• [Task goal]
Write out the data exactly, please, and omit the pictures.

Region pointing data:
------------------------
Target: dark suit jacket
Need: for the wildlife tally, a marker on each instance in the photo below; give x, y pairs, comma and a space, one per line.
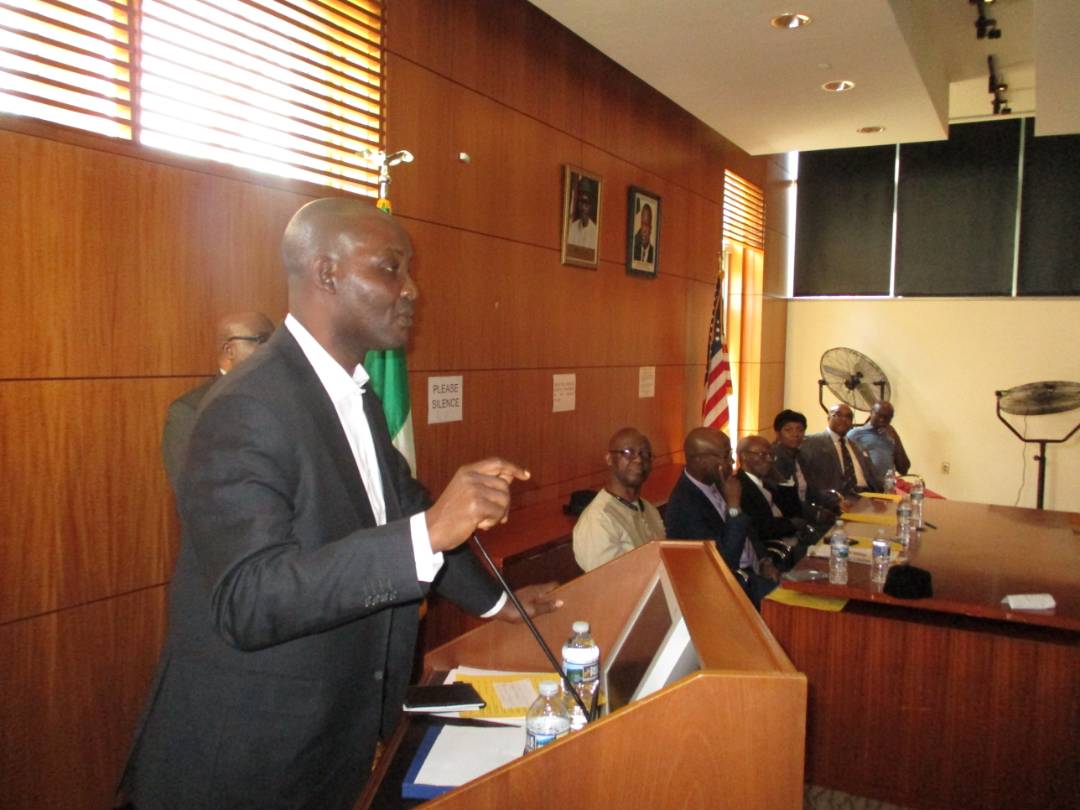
643, 251
822, 466
690, 515
179, 420
293, 619
767, 526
------------------------
• [Answer section]
Target: dark suit jacket
Need: for the wildlife tally, a marker on each instance in the photo below; give x, y pairs, comma and a space, one per line.
643, 251
822, 466
690, 515
179, 420
293, 619
767, 526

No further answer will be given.